##### AVAILABLE DATA #####

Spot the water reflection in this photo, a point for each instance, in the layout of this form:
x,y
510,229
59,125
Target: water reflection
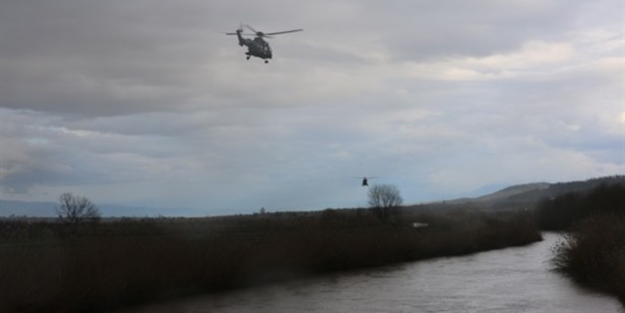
x,y
509,280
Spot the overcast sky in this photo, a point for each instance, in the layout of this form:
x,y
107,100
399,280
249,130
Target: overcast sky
x,y
148,103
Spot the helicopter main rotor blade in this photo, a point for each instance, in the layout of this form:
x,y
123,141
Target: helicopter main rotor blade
x,y
285,32
250,28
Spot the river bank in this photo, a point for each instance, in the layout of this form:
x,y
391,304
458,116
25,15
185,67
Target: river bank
x,y
511,280
130,262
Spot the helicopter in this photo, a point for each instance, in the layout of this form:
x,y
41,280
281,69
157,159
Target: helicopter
x,y
257,47
365,181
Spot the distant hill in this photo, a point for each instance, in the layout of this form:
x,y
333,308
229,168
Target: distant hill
x,y
523,196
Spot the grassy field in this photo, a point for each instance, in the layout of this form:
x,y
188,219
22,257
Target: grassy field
x,y
111,265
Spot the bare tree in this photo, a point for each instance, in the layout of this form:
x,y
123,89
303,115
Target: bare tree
x,y
384,199
75,210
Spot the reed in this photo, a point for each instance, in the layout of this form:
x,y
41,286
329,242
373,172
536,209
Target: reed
x,y
118,264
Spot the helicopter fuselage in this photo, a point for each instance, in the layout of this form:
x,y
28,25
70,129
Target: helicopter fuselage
x,y
256,47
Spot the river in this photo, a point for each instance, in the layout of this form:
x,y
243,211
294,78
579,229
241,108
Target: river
x,y
509,280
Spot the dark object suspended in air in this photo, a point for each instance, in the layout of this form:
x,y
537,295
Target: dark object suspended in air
x,y
258,47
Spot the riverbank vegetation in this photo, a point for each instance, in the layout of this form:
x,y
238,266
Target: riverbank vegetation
x,y
592,252
46,267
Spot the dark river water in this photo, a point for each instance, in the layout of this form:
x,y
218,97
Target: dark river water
x,y
508,280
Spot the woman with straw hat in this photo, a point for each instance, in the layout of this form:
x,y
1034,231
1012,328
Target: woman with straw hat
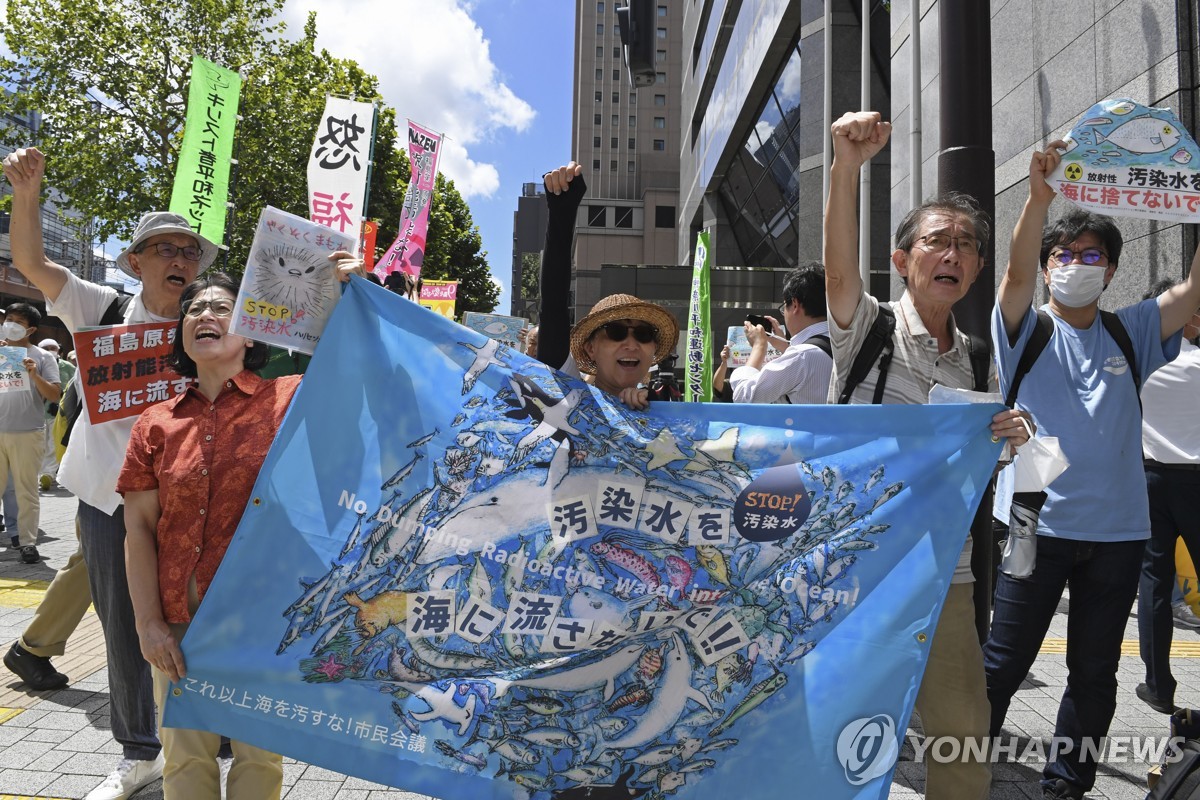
x,y
619,341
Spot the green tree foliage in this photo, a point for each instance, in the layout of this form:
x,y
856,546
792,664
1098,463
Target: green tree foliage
x,y
111,79
454,251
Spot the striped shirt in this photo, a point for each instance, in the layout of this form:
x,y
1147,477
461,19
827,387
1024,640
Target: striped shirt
x,y
916,368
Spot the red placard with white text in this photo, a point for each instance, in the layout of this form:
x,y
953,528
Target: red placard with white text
x,y
123,370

#####

Print the data again word for word, pictures excluded.

Spot the water reflection in this photo, a point for each instance, in the layout of this form:
x,y
510,229
59,125
Target: water reflection
x,y
509,280
Spot the overcast sky in this photo, a point for each instance, in the layout of this form:
x,y
107,100
399,280
249,130
Target: overcast sky
x,y
148,103
Spot the helicopter main rotor blade in this photo, a point for each instance, in the layout of this form:
x,y
123,141
Target: helicopter main rotor blade
x,y
285,32
250,28
Spot the river bank in this photo, a point for each instance, in the layout of this form:
x,y
391,304
458,116
25,15
185,67
Target: river bank
x,y
511,280
130,262
Spot the helicopter in this photo, a point for each instance, in the layout of this form:
x,y
41,280
281,69
157,159
Target: helicopter
x,y
257,47
365,181
Spot the distant hill in this photo, a point for each instance, in the layout of this form:
x,y
333,308
229,168
Target: distant hill
x,y
523,196
Spot the grassy field in this photo, a point for each instance, in the layout of this form:
x,y
188,219
22,257
Target: grassy field
x,y
111,265
Spot the bare tree in this photo, a point for each instance, in the layout of this form:
x,y
123,89
303,115
Target: bare tree
x,y
384,199
75,210
Spot the reed in this photo, a point for each instance, in the layout of this form:
x,y
41,286
329,242
373,172
536,209
Target: reed
x,y
118,264
Spot the helicopter fuselage in this photo, a point for each instance, in the layout of this form:
x,y
28,25
70,129
Target: helicopter fuselage
x,y
256,47
Spot the river in this photo, a point for each instance, in the layout of this form:
x,y
243,211
294,78
579,229
241,108
Target: river
x,y
509,280
Spot the dark object suspended in air in this photo, a point for each instance, in the layout of this form:
x,y
537,295
Target: dark object suspended in air
x,y
258,47
Spot the riverbank vegetation in this photo, a point for each instance, in the layout of this form:
x,y
238,266
Target: riverbank vegetation
x,y
592,252
46,267
Spot the dark river water in this photo, a point for each instance, in the layout of this form:
x,y
218,97
Target: dark river water
x,y
508,280
Spot the woman with straw hat in this photo, a point for each instance, in the layout of this form:
x,y
1034,231
1012,328
Target: woman with straw hat
x,y
619,341
Spot the green tree foliage in this photo, a point for each instance, in the layout of this form:
x,y
856,546
792,664
1098,463
Target: green tree foliage
x,y
111,79
454,251
Spot the striped shirt in this photo, a point for each instance, in the layout of this form:
x,y
1147,477
461,19
827,387
1024,640
Target: striped shirt
x,y
916,368
Spot the red placard with white text in this photo, a point for each instance, in the layout of this form:
x,y
953,528
Target: red placard with white text
x,y
123,370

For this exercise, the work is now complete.